• SUPPLIED RECORDS
_ _ _ _ _ _ _

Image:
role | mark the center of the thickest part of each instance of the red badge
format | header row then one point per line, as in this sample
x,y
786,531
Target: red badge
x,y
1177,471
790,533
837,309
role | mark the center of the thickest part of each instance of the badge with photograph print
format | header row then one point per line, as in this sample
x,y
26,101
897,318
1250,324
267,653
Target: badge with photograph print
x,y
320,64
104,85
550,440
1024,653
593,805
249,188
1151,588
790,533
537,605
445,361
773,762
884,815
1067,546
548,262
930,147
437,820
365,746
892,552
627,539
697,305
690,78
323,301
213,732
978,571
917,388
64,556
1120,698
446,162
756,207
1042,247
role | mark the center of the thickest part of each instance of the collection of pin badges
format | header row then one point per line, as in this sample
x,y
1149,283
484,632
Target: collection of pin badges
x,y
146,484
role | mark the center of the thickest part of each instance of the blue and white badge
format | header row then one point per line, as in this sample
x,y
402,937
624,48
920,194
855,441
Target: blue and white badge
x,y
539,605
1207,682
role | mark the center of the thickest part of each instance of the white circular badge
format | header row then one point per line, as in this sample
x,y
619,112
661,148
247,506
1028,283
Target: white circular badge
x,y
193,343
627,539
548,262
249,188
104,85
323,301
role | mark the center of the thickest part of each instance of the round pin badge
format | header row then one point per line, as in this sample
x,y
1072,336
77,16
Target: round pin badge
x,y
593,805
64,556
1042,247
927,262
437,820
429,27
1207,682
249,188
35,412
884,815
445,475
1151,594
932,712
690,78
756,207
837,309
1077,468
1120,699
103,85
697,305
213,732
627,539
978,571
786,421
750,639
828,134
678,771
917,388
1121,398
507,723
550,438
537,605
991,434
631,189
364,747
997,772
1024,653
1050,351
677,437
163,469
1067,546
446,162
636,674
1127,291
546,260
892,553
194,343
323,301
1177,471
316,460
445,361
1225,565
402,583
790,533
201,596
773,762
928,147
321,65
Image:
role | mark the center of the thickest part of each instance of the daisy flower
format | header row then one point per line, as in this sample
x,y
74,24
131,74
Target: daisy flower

_ _ _ _ _ _ _

• STATED GOAL
Retype every line of the records above without changing anything.

• WORKED SOLUTION
Image:
role | mark the center of the thickest part of each instance of the red badge
format | header row then one point per line, as in this sample
x,y
786,531
Target: red badge
x,y
1177,471
790,533
837,309
role | mark the center of the thickest part of each instance of the badge with photograph print
format | header row then one point per line, as in this sample
x,y
26,101
897,318
1250,324
267,653
Target: badge with photograph print
x,y
320,64
104,85
550,440
1024,653
593,805
249,188
1151,588
790,533
537,605
445,361
773,762
884,815
1067,546
548,262
930,147
437,820
365,746
892,552
627,539
697,305
690,78
323,301
213,732
978,571
917,388
64,556
1120,698
446,162
756,207
1042,247
role | mark the center of the thickest part of each instance of the collection of pin badges
format | header row then one point per line, as in this sample
x,y
1149,283
484,632
Target: collection of pin badges
x,y
146,484
role | mark the center of the thickest part of each instance of the blue and white badge
format | header row then one point per line, as in this sample
x,y
402,937
624,48
920,194
855,441
Target: blue and white badge
x,y
539,605
1207,682
role | mark the center of the thickest part of each instance of the white circular badge
format | header row then one point per line, as in this sample
x,y
619,112
661,148
247,506
1028,283
Target: white circular badge
x,y
193,343
627,539
548,262
249,188
104,85
323,301
role | mark the center of the thickest part of each instance of the round pin badge
format | header row then one point per line, as in this sample
x,y
1072,336
77,16
Target: round pin badge
x,y
593,805
64,556
1042,247
927,262
437,820
429,27
1207,682
249,188
35,412
884,815
445,475
1151,594
932,712
690,78
756,207
837,309
1077,468
1120,699
103,85
697,305
213,732
627,539
978,571
786,421
750,639
828,134
678,771
917,388
1121,398
507,723
550,438
537,605
991,434
631,189
364,747
997,772
1024,653
1050,351
677,437
163,469
1067,546
446,162
636,674
1127,291
546,260
892,553
194,343
323,301
1177,471
316,460
445,361
1225,565
402,583
790,533
201,596
773,762
928,147
321,65
Image:
role | mark the center of the thickest part of each instance of the daisy flower
format | header row then one point per line, as in this sample
x,y
74,24
131,74
Target: daisy flower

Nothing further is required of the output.